§ Exercise brief: Every line from the one with "Note: one point per instance of the blue" to the end of the entries, both included, is to be copied exactly; the other lines stay out.

Stored data entries
------------------------------------------------

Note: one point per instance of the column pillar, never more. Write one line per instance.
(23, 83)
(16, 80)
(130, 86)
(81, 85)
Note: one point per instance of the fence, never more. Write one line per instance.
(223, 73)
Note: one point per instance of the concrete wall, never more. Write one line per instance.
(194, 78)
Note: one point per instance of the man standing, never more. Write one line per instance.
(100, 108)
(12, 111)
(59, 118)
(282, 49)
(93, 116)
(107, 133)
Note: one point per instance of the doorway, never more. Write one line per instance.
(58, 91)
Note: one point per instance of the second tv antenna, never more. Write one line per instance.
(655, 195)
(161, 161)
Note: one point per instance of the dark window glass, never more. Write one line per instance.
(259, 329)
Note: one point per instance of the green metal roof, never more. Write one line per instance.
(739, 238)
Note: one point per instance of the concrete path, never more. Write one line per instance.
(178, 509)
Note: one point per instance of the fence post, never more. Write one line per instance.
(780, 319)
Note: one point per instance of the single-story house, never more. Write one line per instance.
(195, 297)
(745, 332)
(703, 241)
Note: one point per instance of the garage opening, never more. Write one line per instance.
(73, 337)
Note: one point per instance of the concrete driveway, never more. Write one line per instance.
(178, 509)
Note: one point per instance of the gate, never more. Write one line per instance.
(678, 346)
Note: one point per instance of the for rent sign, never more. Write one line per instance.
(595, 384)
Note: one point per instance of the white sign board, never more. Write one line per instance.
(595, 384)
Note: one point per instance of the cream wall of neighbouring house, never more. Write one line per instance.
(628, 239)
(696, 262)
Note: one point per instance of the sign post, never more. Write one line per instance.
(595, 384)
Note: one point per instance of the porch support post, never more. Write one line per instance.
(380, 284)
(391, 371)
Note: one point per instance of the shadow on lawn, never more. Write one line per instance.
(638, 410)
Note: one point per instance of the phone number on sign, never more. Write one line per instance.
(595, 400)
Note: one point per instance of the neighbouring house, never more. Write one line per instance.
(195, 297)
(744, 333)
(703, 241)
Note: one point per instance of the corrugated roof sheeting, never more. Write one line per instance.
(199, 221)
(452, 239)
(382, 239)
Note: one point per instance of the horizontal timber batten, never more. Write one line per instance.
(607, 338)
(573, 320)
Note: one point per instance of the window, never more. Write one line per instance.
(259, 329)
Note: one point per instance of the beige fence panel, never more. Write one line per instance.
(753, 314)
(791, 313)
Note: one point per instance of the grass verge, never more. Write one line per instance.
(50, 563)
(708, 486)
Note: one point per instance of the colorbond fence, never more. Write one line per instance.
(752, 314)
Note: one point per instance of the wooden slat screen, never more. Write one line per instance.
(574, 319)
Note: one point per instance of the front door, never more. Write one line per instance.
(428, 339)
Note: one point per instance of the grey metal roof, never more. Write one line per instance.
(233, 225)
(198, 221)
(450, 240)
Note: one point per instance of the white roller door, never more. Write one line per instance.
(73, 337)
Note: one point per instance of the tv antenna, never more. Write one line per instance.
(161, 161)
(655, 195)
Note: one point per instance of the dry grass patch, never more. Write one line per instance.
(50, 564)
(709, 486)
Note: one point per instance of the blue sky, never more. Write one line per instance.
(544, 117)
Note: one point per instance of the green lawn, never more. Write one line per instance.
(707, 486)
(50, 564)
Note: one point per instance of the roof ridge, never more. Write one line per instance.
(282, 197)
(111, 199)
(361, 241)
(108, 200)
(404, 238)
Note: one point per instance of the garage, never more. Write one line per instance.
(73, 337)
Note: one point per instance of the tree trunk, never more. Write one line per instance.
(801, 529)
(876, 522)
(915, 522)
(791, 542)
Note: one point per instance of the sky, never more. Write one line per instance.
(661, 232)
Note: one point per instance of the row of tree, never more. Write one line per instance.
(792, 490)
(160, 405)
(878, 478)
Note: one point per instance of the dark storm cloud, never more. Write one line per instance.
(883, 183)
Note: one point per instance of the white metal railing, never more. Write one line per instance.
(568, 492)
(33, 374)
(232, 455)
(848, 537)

------------------------------------------------

§ Result of this task:
Note: one point per instance of the blue sky, never more. Write one line per instance.
(544, 117)
Note: one point per instance of the green lawn, never more. Write one line per instance.
(707, 486)
(50, 564)
Note: one point per instance of the roof ridge, never more. Write one line per instance.
(282, 197)
(111, 199)
(361, 241)
(108, 200)
(404, 238)
Note: one point per instance of the garage, never more. Write one line per instance.
(73, 337)
Note: one point per instance of the tree trunk, never more. Write one line per instance.
(801, 529)
(876, 522)
(915, 522)
(791, 542)
Note: one point per instance of the sky, never more. Write one line per instance.
(661, 232)
Note: one point per instance of the row of tree, never more. Write one line per instance.
(792, 490)
(160, 405)
(878, 478)
Note: one point per instance of the dark storm cloud, never more. Write one line per instance.
(883, 183)
Note: one point per instance of the white metal railing, never more. Write one line per instance.
(568, 492)
(33, 374)
(232, 455)
(848, 537)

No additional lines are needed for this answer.